─── Supplied data ───

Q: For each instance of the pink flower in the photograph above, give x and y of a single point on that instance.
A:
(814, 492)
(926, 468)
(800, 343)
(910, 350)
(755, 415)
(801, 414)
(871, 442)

───

Instructions to follow :: Repeat the material exactly. Every line should match.

Answer for the task ::
Q: For each instance of the pink flower in the photograph above, give x and y of a single point on that instance.
A:
(814, 492)
(926, 468)
(800, 343)
(910, 350)
(755, 415)
(801, 414)
(871, 442)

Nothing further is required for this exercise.